Nothing other than the lines from the one containing "Could you point at the man's hand" through the close of the entries below should be printed, each exactly.

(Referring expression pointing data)
_____
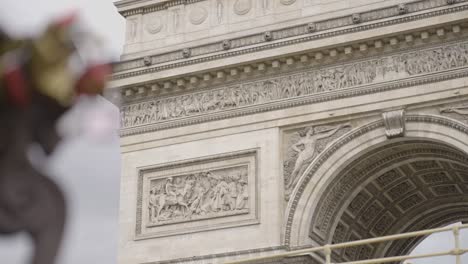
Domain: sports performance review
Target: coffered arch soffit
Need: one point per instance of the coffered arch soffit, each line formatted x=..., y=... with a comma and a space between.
x=366, y=185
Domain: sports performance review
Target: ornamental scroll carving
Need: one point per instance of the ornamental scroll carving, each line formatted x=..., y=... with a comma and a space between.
x=383, y=69
x=302, y=146
x=201, y=195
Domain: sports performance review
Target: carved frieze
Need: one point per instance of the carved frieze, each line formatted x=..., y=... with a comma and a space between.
x=181, y=197
x=316, y=81
x=302, y=146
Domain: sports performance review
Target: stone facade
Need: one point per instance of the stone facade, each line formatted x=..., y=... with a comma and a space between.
x=251, y=127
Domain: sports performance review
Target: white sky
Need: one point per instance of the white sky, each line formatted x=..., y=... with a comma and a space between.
x=89, y=169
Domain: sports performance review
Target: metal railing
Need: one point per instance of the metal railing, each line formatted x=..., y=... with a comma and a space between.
x=327, y=250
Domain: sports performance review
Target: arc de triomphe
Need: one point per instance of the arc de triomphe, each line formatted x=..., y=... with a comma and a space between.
x=253, y=127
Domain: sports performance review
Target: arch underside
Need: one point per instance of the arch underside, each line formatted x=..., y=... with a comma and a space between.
x=400, y=186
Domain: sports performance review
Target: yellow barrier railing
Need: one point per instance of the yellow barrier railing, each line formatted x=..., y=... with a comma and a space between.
x=456, y=251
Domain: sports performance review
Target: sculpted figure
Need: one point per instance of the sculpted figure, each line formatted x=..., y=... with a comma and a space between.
x=243, y=195
x=153, y=205
x=305, y=148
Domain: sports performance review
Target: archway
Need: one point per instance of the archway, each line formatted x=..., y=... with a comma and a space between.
x=366, y=185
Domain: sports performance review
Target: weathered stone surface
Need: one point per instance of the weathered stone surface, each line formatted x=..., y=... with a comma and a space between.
x=252, y=127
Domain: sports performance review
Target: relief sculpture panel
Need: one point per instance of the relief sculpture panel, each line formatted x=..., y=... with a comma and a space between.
x=196, y=195
x=315, y=81
x=206, y=194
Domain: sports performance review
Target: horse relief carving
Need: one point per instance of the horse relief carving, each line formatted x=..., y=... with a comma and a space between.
x=200, y=195
x=303, y=146
x=388, y=68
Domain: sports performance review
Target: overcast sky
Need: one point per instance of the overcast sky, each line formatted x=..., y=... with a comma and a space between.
x=88, y=166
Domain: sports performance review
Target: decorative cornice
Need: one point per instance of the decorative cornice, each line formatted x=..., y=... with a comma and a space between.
x=340, y=25
x=161, y=114
x=352, y=135
x=149, y=8
x=220, y=255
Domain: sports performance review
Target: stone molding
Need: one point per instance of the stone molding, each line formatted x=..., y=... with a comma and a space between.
x=148, y=116
x=220, y=255
x=175, y=198
x=352, y=135
x=336, y=24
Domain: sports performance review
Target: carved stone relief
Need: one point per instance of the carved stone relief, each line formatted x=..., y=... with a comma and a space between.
x=302, y=146
x=242, y=7
x=387, y=68
x=200, y=195
x=219, y=11
x=132, y=30
x=394, y=123
x=287, y=2
x=198, y=15
x=178, y=197
x=154, y=25
x=385, y=197
x=459, y=112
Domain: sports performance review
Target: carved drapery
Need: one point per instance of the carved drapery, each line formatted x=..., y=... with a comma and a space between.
x=394, y=123
x=302, y=146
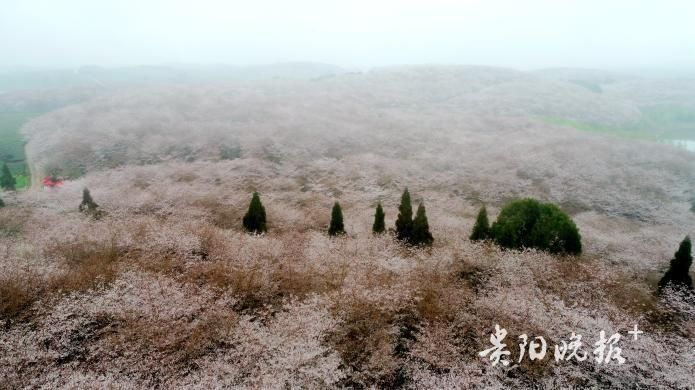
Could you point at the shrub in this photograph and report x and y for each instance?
(336, 227)
(404, 223)
(254, 220)
(378, 227)
(678, 272)
(528, 223)
(7, 181)
(481, 229)
(421, 229)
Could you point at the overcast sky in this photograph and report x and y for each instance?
(358, 33)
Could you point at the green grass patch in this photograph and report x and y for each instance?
(12, 144)
(657, 123)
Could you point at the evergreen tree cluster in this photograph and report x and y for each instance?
(89, 206)
(379, 226)
(678, 274)
(413, 231)
(528, 223)
(7, 181)
(336, 226)
(254, 220)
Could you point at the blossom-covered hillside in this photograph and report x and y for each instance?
(164, 289)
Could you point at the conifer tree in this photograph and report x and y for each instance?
(336, 227)
(678, 272)
(254, 220)
(378, 227)
(7, 181)
(421, 229)
(481, 229)
(88, 204)
(404, 223)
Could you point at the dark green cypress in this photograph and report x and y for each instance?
(421, 229)
(379, 227)
(336, 227)
(678, 274)
(481, 229)
(88, 204)
(254, 220)
(404, 223)
(7, 181)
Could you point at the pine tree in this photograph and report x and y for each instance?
(481, 229)
(88, 204)
(7, 181)
(336, 227)
(679, 269)
(378, 227)
(421, 229)
(254, 220)
(404, 223)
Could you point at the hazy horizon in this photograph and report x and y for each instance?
(537, 34)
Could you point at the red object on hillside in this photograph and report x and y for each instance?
(52, 182)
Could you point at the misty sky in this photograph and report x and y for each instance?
(358, 33)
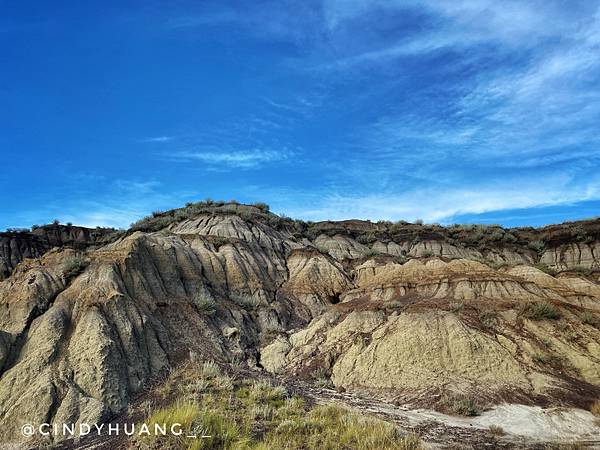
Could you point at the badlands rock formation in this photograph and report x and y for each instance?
(415, 313)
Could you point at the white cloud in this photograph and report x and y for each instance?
(236, 159)
(158, 139)
(442, 203)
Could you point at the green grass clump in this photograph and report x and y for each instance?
(539, 311)
(257, 415)
(546, 269)
(205, 304)
(497, 430)
(462, 405)
(74, 265)
(248, 302)
(456, 307)
(589, 319)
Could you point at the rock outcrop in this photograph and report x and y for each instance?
(85, 325)
(18, 245)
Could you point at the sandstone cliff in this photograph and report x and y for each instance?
(411, 312)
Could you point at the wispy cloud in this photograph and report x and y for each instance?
(158, 139)
(235, 159)
(442, 203)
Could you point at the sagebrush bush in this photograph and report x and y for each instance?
(255, 415)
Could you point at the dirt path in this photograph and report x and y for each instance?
(526, 427)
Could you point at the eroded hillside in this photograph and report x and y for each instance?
(415, 314)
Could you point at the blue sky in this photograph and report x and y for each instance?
(447, 111)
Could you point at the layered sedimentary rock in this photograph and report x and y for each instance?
(16, 246)
(411, 319)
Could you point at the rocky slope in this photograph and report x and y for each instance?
(414, 314)
(17, 245)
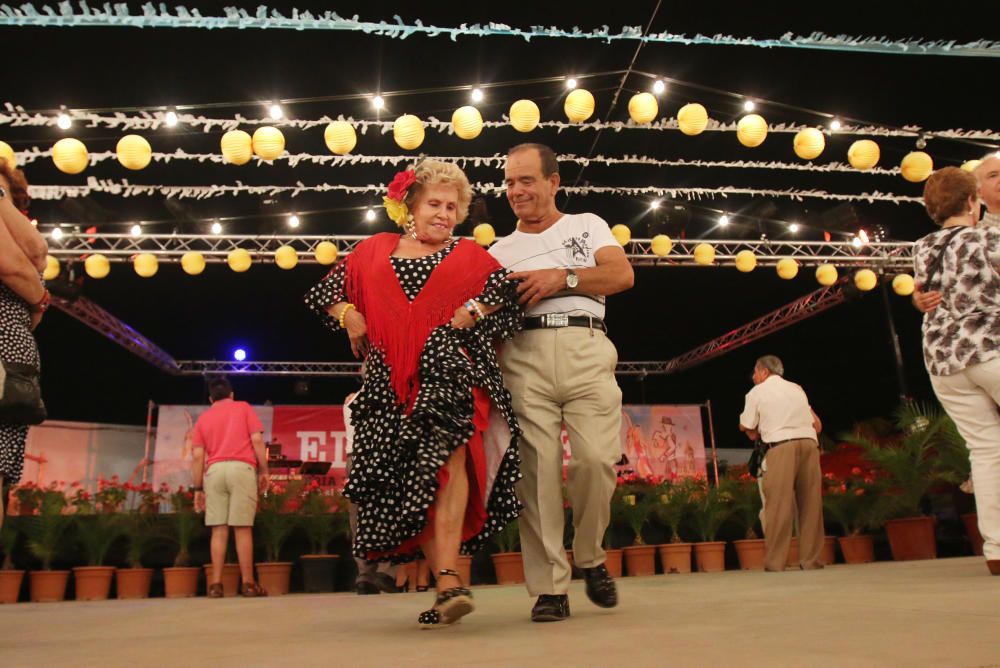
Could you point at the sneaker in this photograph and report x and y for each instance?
(550, 608)
(601, 589)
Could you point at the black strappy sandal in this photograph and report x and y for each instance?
(449, 607)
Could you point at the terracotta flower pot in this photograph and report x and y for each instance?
(857, 549)
(10, 586)
(912, 538)
(710, 557)
(676, 557)
(640, 560)
(181, 582)
(509, 567)
(133, 582)
(93, 583)
(273, 577)
(48, 586)
(971, 522)
(751, 552)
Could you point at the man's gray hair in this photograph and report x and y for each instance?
(772, 364)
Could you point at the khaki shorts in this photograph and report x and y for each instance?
(230, 494)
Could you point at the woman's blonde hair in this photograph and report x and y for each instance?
(437, 173)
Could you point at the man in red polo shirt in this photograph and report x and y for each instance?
(229, 458)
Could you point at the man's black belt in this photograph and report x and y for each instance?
(556, 320)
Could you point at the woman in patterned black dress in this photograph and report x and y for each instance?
(23, 299)
(435, 446)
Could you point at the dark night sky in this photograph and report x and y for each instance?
(842, 357)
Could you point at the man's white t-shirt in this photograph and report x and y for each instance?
(569, 244)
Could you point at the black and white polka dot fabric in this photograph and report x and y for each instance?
(16, 345)
(397, 456)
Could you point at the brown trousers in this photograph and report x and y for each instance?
(792, 483)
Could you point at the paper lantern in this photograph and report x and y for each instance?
(70, 155)
(863, 154)
(286, 257)
(809, 143)
(524, 115)
(621, 233)
(704, 254)
(51, 268)
(145, 265)
(865, 280)
(193, 263)
(643, 108)
(340, 137)
(408, 131)
(826, 274)
(746, 261)
(268, 142)
(484, 234)
(692, 119)
(239, 260)
(579, 105)
(903, 285)
(326, 252)
(96, 266)
(134, 152)
(661, 245)
(916, 166)
(468, 122)
(788, 268)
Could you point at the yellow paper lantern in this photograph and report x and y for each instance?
(524, 115)
(96, 266)
(145, 265)
(902, 285)
(865, 280)
(408, 131)
(751, 130)
(134, 152)
(239, 260)
(326, 252)
(643, 108)
(286, 257)
(826, 274)
(704, 254)
(661, 245)
(916, 166)
(237, 147)
(746, 261)
(809, 143)
(579, 105)
(863, 154)
(70, 155)
(621, 233)
(788, 268)
(340, 137)
(467, 122)
(692, 119)
(484, 234)
(268, 142)
(51, 268)
(193, 263)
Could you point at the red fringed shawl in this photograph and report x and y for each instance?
(397, 326)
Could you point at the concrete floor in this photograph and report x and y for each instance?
(930, 613)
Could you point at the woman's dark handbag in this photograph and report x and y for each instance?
(20, 394)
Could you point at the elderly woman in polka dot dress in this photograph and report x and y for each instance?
(23, 300)
(435, 447)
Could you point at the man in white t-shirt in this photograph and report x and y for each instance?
(561, 370)
(777, 412)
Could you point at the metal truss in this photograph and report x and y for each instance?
(886, 255)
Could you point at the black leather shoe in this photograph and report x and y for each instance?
(601, 588)
(550, 608)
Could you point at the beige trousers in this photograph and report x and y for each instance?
(555, 377)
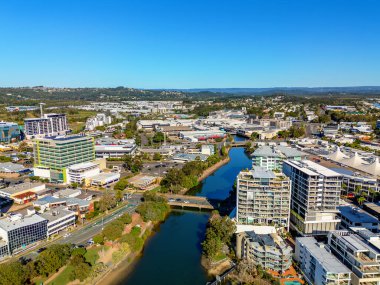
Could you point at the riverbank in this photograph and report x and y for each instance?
(213, 168)
(125, 265)
(172, 253)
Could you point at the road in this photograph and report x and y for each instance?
(81, 236)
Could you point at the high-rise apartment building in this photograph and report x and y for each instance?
(271, 157)
(315, 197)
(263, 197)
(318, 265)
(53, 155)
(9, 131)
(263, 246)
(45, 126)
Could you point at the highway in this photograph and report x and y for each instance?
(87, 232)
(82, 235)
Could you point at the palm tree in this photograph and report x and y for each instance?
(372, 194)
(361, 200)
(357, 189)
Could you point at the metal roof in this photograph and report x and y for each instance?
(11, 223)
(328, 261)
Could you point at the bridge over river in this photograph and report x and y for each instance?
(185, 201)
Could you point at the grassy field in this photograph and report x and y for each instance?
(63, 278)
(92, 255)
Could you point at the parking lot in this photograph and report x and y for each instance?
(160, 168)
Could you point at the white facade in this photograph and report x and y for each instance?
(319, 266)
(59, 219)
(46, 126)
(315, 197)
(77, 173)
(99, 120)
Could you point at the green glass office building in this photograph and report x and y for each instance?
(54, 154)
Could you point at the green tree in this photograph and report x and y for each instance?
(81, 269)
(158, 137)
(361, 200)
(255, 136)
(119, 196)
(126, 218)
(13, 273)
(157, 156)
(98, 239)
(107, 202)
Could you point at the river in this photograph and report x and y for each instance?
(172, 255)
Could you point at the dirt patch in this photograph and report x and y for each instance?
(216, 268)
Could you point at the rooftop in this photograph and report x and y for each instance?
(278, 151)
(260, 172)
(82, 165)
(357, 215)
(14, 189)
(324, 257)
(311, 168)
(18, 221)
(56, 214)
(11, 167)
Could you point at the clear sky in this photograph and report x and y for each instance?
(189, 43)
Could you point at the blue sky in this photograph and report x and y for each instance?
(189, 44)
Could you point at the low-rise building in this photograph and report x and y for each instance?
(203, 135)
(263, 246)
(78, 173)
(18, 232)
(319, 266)
(372, 208)
(272, 156)
(111, 148)
(355, 217)
(103, 179)
(58, 219)
(12, 170)
(360, 252)
(23, 193)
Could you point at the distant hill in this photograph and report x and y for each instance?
(287, 90)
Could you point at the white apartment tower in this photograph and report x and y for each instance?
(263, 197)
(46, 126)
(315, 197)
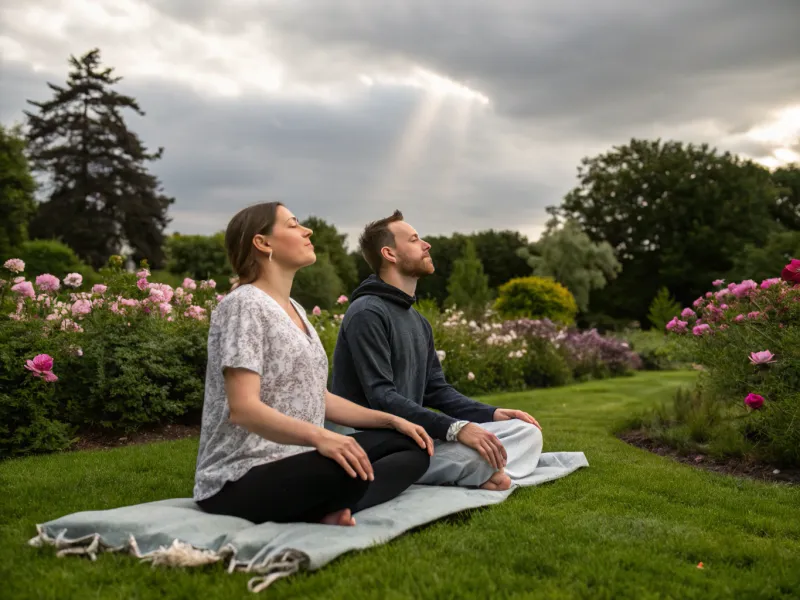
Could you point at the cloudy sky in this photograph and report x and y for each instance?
(466, 114)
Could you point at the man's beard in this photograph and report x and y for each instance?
(415, 268)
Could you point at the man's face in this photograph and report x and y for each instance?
(413, 258)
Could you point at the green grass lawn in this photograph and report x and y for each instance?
(632, 525)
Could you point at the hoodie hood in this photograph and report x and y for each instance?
(374, 286)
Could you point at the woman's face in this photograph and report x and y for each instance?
(290, 242)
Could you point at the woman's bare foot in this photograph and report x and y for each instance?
(343, 517)
(497, 482)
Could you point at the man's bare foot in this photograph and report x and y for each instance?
(343, 517)
(498, 482)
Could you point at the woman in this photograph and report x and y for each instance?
(264, 452)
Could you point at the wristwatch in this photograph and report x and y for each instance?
(454, 429)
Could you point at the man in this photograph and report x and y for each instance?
(385, 359)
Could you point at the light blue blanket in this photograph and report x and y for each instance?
(176, 532)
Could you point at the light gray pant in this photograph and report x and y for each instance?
(454, 463)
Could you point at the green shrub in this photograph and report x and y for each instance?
(317, 285)
(198, 256)
(536, 298)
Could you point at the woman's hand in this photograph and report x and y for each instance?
(346, 451)
(415, 432)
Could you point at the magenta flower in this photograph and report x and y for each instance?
(48, 283)
(24, 289)
(754, 401)
(15, 265)
(677, 326)
(42, 366)
(762, 358)
(81, 307)
(73, 280)
(743, 289)
(791, 272)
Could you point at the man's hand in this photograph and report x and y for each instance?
(506, 414)
(415, 432)
(486, 443)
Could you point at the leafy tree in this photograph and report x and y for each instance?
(199, 256)
(329, 241)
(662, 309)
(676, 215)
(787, 207)
(468, 285)
(101, 197)
(570, 257)
(17, 186)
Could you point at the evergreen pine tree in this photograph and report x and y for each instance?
(101, 197)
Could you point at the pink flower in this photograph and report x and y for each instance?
(744, 288)
(24, 289)
(42, 366)
(754, 401)
(791, 272)
(195, 312)
(762, 358)
(73, 280)
(677, 326)
(69, 325)
(48, 283)
(15, 265)
(81, 307)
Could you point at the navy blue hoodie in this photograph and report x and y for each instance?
(385, 359)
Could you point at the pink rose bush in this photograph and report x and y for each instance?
_____
YOUR SOLUTION -
Could you point at the man's hand in this photograph and report x and y for each instance?
(506, 414)
(415, 432)
(486, 443)
Could you point at the leafy tree in this photograph and report x and y for each instance?
(199, 256)
(329, 241)
(662, 309)
(676, 215)
(787, 207)
(468, 285)
(101, 197)
(570, 257)
(17, 186)
Could you point at the evergreen pine tree in this photograph and report x and y for each instance?
(101, 197)
Could you point at the pink flower in this photograph and report x and y for each instance?
(744, 288)
(24, 289)
(42, 366)
(754, 401)
(791, 272)
(195, 312)
(762, 358)
(73, 280)
(677, 326)
(69, 325)
(48, 283)
(15, 265)
(81, 307)
Could you point at the navy blue hoodie in this photograph and report x and y for each instance?
(385, 359)
Could you point at the pink rose bush in this photograph and report x and y for each instance?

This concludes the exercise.